GIVEN RECORDS –
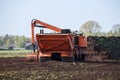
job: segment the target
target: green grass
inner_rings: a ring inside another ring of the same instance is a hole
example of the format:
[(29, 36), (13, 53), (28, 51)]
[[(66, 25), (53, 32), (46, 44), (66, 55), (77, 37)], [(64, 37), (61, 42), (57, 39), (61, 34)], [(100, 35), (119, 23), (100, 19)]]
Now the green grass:
[(26, 57), (32, 50), (0, 50), (0, 57)]

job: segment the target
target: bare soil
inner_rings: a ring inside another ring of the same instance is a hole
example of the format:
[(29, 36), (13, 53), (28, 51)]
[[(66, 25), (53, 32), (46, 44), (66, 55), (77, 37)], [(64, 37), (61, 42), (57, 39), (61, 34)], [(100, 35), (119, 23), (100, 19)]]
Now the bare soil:
[(0, 58), (0, 80), (120, 80), (119, 62), (26, 62)]

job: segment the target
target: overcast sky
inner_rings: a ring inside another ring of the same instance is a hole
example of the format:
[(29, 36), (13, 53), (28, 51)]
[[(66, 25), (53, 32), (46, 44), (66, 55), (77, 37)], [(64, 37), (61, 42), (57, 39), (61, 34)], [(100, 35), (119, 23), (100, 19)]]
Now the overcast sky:
[(120, 24), (120, 0), (0, 0), (0, 35), (31, 36), (32, 19), (72, 31), (94, 20), (109, 31)]

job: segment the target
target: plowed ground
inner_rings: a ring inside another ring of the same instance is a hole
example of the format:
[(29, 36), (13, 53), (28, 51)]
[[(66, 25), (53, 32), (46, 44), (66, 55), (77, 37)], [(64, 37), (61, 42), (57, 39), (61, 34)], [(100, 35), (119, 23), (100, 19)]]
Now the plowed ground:
[(0, 80), (120, 80), (120, 63), (26, 62), (0, 58)]

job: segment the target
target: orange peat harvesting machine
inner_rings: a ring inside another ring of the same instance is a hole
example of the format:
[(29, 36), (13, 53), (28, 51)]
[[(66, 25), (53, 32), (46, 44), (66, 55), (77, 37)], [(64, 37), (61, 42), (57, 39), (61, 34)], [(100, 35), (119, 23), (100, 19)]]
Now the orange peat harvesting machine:
[[(48, 28), (56, 33), (36, 34), (38, 50), (35, 50), (34, 28)], [(84, 50), (87, 39), (82, 34), (71, 33), (70, 29), (60, 29), (42, 21), (33, 19), (31, 22), (33, 52), (26, 57), (27, 61), (82, 61), (85, 60)]]

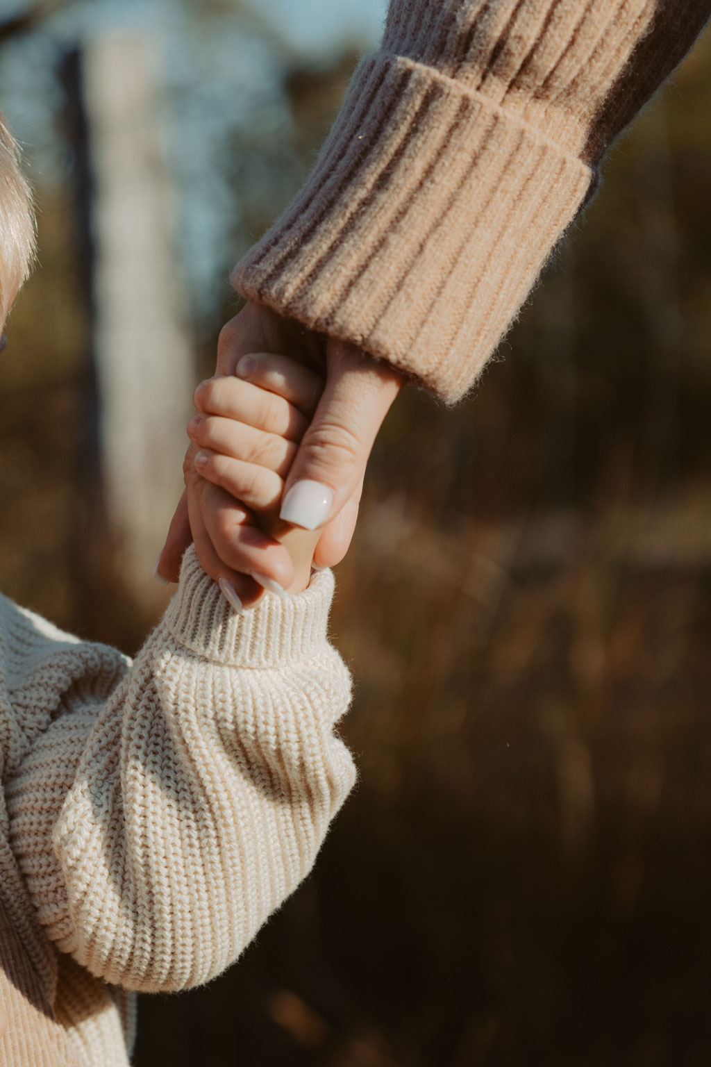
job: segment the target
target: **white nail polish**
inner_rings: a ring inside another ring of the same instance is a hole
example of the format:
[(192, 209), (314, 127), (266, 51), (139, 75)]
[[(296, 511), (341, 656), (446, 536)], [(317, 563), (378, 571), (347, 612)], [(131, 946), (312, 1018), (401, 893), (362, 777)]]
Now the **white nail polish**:
[(281, 504), (279, 519), (306, 530), (314, 530), (328, 517), (334, 492), (310, 478), (295, 481)]
[(159, 582), (162, 582), (164, 586), (169, 586), (169, 585), (172, 585), (172, 583), (171, 583), (171, 582), (168, 582), (168, 579), (167, 579), (167, 578), (164, 578), (162, 574), (159, 574), (159, 573), (158, 573), (158, 564), (159, 564), (159, 563), (160, 563), (160, 561), (161, 561), (161, 556), (162, 556), (162, 555), (163, 555), (163, 553), (162, 553), (162, 552), (159, 552), (159, 553), (158, 553), (158, 559), (157, 559), (157, 560), (156, 560), (156, 562), (153, 563), (153, 577), (155, 577), (155, 578), (158, 578), (158, 580), (159, 580)]
[(268, 589), (271, 593), (276, 593), (277, 596), (288, 596), (287, 590), (284, 586), (280, 586), (278, 582), (274, 578), (270, 578), (266, 574), (260, 574), (258, 571), (249, 571), (249, 574), (255, 579), (258, 586), (262, 589)]
[(220, 586), (220, 591), (229, 606), (237, 611), (238, 615), (242, 615), (242, 601), (237, 595), (235, 586), (230, 586), (227, 578), (223, 578), (222, 576), (217, 578), (217, 585)]

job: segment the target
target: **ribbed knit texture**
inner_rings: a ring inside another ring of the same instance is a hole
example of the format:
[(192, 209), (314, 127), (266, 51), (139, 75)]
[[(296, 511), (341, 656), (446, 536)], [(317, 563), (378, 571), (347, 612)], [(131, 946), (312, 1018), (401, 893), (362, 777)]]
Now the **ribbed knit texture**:
[(711, 0), (391, 0), (245, 296), (448, 401), (471, 386)]
[(219, 974), (310, 870), (355, 777), (332, 592), (236, 616), (191, 548), (132, 667), (0, 599), (0, 1065), (126, 1067), (129, 991)]

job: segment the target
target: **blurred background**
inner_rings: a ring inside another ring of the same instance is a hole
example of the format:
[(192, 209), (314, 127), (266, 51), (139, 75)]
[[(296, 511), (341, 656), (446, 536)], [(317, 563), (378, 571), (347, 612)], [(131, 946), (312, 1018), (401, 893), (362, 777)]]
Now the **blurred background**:
[[(229, 268), (307, 173), (384, 0), (0, 0), (39, 266), (0, 363), (0, 585), (141, 644)], [(473, 395), (389, 416), (339, 569), (357, 792), (136, 1067), (711, 1056), (711, 38)]]

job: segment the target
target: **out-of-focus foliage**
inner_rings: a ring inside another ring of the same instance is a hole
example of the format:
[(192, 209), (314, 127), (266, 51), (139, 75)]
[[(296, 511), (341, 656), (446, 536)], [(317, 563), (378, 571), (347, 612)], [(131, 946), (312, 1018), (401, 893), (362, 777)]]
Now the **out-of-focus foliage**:
[[(708, 1063), (709, 45), (615, 146), (474, 395), (393, 409), (334, 611), (359, 789), (237, 967), (143, 999), (138, 1067)], [(351, 64), (285, 73), (288, 144), (235, 134), (245, 233)], [(72, 233), (68, 194), (41, 200), (0, 367), (0, 572), (136, 646), (149, 620), (82, 569)]]

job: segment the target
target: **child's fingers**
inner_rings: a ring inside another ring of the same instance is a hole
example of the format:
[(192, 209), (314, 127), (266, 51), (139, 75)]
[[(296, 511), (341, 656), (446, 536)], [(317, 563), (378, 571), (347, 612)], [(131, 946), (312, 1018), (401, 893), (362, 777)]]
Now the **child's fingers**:
[(237, 419), (288, 441), (300, 442), (308, 426), (306, 416), (284, 397), (239, 378), (208, 378), (197, 386), (193, 399), (206, 415)]
[[(213, 487), (210, 487), (210, 489), (212, 488)], [(195, 544), (197, 558), (200, 561), (203, 570), (206, 574), (210, 575), (213, 582), (226, 582), (228, 584), (226, 599), (236, 610), (239, 609), (240, 604), (245, 608), (254, 607), (262, 595), (262, 587), (258, 585), (254, 578), (251, 578), (248, 574), (240, 573), (238, 570), (228, 567), (220, 558), (205, 526), (203, 508), (199, 505), (199, 496), (194, 493), (188, 494), (188, 513), (190, 515), (190, 528), (193, 535), (193, 543)], [(243, 513), (246, 514), (246, 512)], [(238, 521), (237, 508), (233, 517)], [(230, 588), (237, 594), (237, 602), (235, 602), (235, 599), (230, 593)]]
[(282, 589), (288, 589), (293, 582), (294, 568), (284, 545), (249, 522), (236, 519), (236, 501), (221, 487), (203, 480), (201, 493), (200, 515), (205, 532), (223, 569), (266, 575)]
[(321, 375), (305, 367), (303, 363), (275, 352), (243, 355), (235, 373), (243, 381), (284, 397), (309, 419), (323, 393), (324, 380)]
[(188, 434), (198, 448), (222, 452), (245, 463), (256, 463), (281, 477), (286, 476), (296, 455), (297, 446), (293, 441), (220, 415), (193, 418), (188, 424)]
[(273, 471), (203, 448), (195, 456), (195, 469), (259, 515), (278, 513), (284, 481)]

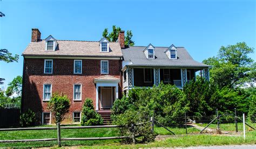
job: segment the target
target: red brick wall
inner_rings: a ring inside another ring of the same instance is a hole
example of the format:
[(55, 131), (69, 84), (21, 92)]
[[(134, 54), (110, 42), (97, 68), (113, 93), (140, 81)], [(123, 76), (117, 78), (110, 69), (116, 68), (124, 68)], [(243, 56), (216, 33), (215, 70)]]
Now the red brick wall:
[[(44, 73), (44, 59), (24, 58), (22, 110), (28, 109), (37, 113), (42, 120), (42, 112), (48, 112), (47, 101), (43, 101), (43, 84), (52, 84), (52, 93), (66, 94), (71, 103), (66, 114), (66, 123), (72, 123), (72, 112), (80, 111), (84, 99), (93, 99), (96, 107), (96, 85), (93, 79), (105, 75), (100, 74), (100, 60), (83, 59), (82, 74), (73, 74), (73, 59), (53, 59), (52, 74)], [(109, 60), (109, 75), (120, 78), (120, 60)], [(73, 100), (73, 84), (82, 84), (82, 101)], [(121, 97), (121, 84), (119, 84), (119, 98)]]

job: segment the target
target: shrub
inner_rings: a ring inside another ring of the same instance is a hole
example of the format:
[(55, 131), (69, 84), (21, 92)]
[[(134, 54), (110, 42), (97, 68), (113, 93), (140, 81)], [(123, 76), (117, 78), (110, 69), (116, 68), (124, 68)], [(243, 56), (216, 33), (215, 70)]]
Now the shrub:
[(70, 107), (70, 102), (68, 97), (66, 95), (60, 96), (57, 93), (53, 93), (48, 103), (48, 109), (55, 118), (56, 124), (64, 119), (64, 116), (69, 112)]
[(103, 119), (100, 115), (94, 110), (92, 100), (86, 98), (83, 106), (81, 125), (95, 126), (103, 125)]
[(19, 124), (22, 127), (31, 126), (35, 124), (36, 114), (30, 109), (21, 114), (19, 117)]

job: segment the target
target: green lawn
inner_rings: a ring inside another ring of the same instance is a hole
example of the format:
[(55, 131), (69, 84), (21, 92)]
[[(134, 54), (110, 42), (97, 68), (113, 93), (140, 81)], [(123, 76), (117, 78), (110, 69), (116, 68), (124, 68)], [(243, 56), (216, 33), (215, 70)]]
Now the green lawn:
[[(229, 126), (226, 126), (228, 127)], [(185, 129), (184, 128), (169, 127), (176, 134), (184, 134), (184, 136), (176, 136), (167, 139), (165, 140), (155, 141), (147, 144), (138, 144), (136, 145), (121, 145), (120, 140), (86, 140), (86, 141), (62, 141), (63, 146), (85, 146), (84, 147), (99, 148), (119, 148), (138, 147), (186, 147), (197, 145), (228, 145), (242, 144), (256, 144), (256, 131), (250, 131), (246, 133), (247, 139), (244, 140), (241, 137), (227, 137), (219, 135), (187, 135), (186, 136)], [(62, 130), (61, 135), (63, 138), (78, 137), (96, 137), (118, 136), (117, 128), (88, 128), (88, 129), (72, 129)], [(171, 133), (163, 127), (155, 127), (155, 133), (161, 135), (171, 135)], [(197, 134), (199, 131), (193, 128), (188, 127), (188, 133)], [(239, 131), (241, 131), (239, 130)], [(57, 130), (30, 130), (19, 131), (0, 131), (0, 140), (23, 139), (39, 139), (57, 138)], [(49, 147), (56, 146), (57, 143), (55, 141), (45, 142), (27, 142), (15, 143), (1, 143), (0, 147)], [(97, 145), (97, 146), (95, 146)], [(121, 146), (120, 146), (121, 145)]]
[[(256, 123), (252, 123), (251, 122), (246, 122), (249, 125), (251, 126), (252, 126), (253, 128), (256, 129)], [(207, 124), (197, 124), (197, 125), (202, 126), (202, 127), (205, 127), (206, 126)], [(242, 123), (238, 123), (238, 131), (242, 131)], [(208, 128), (213, 128), (215, 129), (217, 128), (217, 124), (211, 124), (208, 127)], [(230, 123), (230, 124), (220, 124), (220, 130), (223, 130), (223, 131), (235, 131), (235, 124), (234, 123)], [(245, 129), (248, 130), (251, 130), (251, 128), (249, 128), (249, 127), (247, 126), (247, 125), (245, 127)]]

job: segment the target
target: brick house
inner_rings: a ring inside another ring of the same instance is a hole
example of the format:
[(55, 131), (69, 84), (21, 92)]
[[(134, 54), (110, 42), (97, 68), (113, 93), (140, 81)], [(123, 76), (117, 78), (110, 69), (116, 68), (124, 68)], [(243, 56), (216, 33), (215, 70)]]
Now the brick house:
[(209, 66), (194, 60), (184, 48), (125, 47), (124, 31), (117, 42), (105, 38), (91, 42), (57, 40), (51, 35), (41, 39), (39, 30), (32, 29), (22, 55), (22, 111), (35, 111), (41, 124), (53, 123), (47, 104), (54, 92), (66, 94), (71, 103), (64, 123), (80, 122), (86, 98), (106, 122), (114, 100), (134, 86), (163, 81), (182, 89), (199, 71), (209, 79)]

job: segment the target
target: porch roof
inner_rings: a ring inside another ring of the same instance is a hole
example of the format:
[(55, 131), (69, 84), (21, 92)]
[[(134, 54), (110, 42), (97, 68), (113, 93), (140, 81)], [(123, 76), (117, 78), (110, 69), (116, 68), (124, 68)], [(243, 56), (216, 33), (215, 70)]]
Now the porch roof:
[(114, 77), (105, 75), (102, 77), (94, 79), (94, 83), (97, 83), (97, 82), (120, 82), (120, 79), (116, 78)]
[[(177, 47), (177, 59), (169, 59), (164, 52), (168, 47), (156, 47), (155, 59), (147, 59), (143, 50), (146, 46), (130, 46), (123, 49), (122, 52), (126, 66), (163, 66), (163, 67), (208, 67), (210, 66), (194, 60), (186, 49)], [(124, 63), (123, 63), (124, 64)], [(123, 66), (124, 67), (125, 66)]]

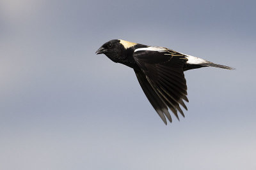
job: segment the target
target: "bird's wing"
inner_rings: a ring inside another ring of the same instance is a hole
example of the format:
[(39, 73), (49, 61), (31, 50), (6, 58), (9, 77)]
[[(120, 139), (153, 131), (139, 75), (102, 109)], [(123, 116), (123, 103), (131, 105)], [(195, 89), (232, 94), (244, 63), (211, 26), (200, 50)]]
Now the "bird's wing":
[(177, 111), (184, 117), (180, 106), (186, 110), (183, 100), (188, 102), (187, 85), (183, 66), (186, 55), (170, 49), (148, 46), (136, 49), (133, 54), (141, 71), (135, 71), (146, 96), (166, 124), (165, 115), (170, 122), (169, 108), (179, 119)]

TASK REQUIREMENTS – Identify every line of the entries that holds the word "brick", and copy each such line in full.

THE RESULT –
target: red brick wall
Now the red brick wall:
target: brick house
Now the brick house:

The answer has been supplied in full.